> **QUOTED PASSAGE**
Inspiring youth to engage in activating democracy and emerge as game changers
The story behind Ultimate Civics
My father gave me my first civics lesson. I was a middle school student in the late 1960s when he sued the state of Wisconsin over use of DDT, a biocide (pesticide) that was killing far more than mosquitoes. My father was concerned about the health of his three young children and the birds that were literally dropping out of trees and dying. He gave me Rachel Carson’s book, Silent Spring, to read. I saw how it empowered people with knowledge to take action to halt the wide-spread poisoning of our environment. DDT was banned nation-wide in 1972.
No one taught me then that I could do something to help during the DDT days. I was among the two generations of youth who did not have the benefit of civics lessons in middle or high school.
Years later, I was a commercial salmon fisherma’am in Alaska where the tanker Exxon Valdez ran aground in Prince William Sound in 1989. At the time, this was the largest oil spill in the United States. I had a PhD in marine toxicology with a focus in oil pollution, and I remembered my father’s leadership in the DDT battle. I set to work on the health and environmental problems caused by this disaster. This led to a life-long commitment to transition off oil and other fossil fuels, because as long as we drill, we spill.

> **TO DO**
1) In what year was DDT banned nationwide, according to the Ultimate Civics story?
2) Rewrite the paragraph of the Ultimate Civics story that begins "Years later, I was a commercial salmon fisherma’am" in shorter form, keeping its main facts.
3) Continue the Ultimate Civics story from its last sentence.
The material has no connection to the Ultimate Civics story.

> **STORED DATA**
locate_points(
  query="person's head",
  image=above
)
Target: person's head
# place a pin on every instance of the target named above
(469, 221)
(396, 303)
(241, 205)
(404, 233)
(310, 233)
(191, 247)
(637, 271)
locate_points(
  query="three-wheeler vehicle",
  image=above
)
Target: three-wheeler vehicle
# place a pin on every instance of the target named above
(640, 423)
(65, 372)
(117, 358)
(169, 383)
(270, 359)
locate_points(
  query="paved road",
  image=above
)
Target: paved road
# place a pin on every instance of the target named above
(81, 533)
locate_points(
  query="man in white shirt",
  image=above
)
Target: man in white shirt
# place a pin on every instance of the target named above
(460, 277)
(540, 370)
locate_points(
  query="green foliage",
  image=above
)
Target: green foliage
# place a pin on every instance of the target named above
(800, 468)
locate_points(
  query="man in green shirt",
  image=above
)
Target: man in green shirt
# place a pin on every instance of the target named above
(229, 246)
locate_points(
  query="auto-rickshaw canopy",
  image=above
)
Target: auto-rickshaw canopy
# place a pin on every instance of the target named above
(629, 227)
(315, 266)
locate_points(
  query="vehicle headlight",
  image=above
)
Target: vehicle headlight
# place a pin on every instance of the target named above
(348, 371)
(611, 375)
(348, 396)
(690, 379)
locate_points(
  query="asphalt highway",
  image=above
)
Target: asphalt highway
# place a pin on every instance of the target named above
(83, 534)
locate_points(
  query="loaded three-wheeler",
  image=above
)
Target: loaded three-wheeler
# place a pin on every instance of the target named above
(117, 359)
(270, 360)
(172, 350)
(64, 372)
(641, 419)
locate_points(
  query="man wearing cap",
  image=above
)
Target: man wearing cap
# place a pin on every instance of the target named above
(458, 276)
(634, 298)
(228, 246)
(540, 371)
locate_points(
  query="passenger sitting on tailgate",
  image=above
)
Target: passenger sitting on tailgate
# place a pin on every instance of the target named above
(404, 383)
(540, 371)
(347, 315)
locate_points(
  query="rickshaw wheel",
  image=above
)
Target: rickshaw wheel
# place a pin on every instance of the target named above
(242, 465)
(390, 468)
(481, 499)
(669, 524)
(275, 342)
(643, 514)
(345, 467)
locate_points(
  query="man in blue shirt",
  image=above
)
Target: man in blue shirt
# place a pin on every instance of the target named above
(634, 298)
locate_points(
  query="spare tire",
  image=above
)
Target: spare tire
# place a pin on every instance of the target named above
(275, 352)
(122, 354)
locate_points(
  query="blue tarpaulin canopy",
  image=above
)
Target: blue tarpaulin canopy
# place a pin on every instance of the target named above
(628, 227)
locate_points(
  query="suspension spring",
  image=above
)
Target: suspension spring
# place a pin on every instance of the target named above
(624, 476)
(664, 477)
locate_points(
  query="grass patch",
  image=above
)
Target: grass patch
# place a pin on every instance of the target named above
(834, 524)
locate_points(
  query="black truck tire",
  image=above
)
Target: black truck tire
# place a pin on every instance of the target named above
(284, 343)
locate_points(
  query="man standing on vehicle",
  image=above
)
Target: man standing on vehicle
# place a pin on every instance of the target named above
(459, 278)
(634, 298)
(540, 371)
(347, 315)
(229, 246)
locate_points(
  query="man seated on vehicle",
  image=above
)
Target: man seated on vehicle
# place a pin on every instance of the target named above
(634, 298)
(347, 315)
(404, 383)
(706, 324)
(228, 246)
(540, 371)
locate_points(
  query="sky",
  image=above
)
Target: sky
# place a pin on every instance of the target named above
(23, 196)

> **SOLVED TASKS**
1) 1972.

2) Years later, I was a commercial salmon fisherma’am in Alaska when the Exxon Valdez ran aground in Prince William Sound in 1989, then the largest U.S. oil spill. With a PhD in marine toxicology focused on oil pollution, and remembering my father’s fight against DDT, I worked on the disaster’s health and environmental problems. This led to a lifelong commitment to move off oil and other fossil fuels, because as long as we drill, we spill.

3)
And in the midst of writing Not One Drop, a creative nonfiction story of this disaster and its legacy, it dawned on me: this is more than an oil disaster – it’s a democracy crisis. Ultimate Civics was created in 2009, as a project of Earth Island Institute, after a nine-month book tour during the economic meltdown that convinced me the people of this nation were ready to amend the U.S. Constitution: the rights protected by the U.S. Constitution are the rights of natural (human) persons only and the spending of money to influence elections is not speech under the First Amendment.
The civics lessons that began with my father’s actions have been refined by much practice and use and by many suggestions from youth and adults in communities in over 30 states. The lessons are offered in the spirit of solidarity and building strong children in our intergenerational movement to constantly improve our democracy experiment – a government of, for, and by the people.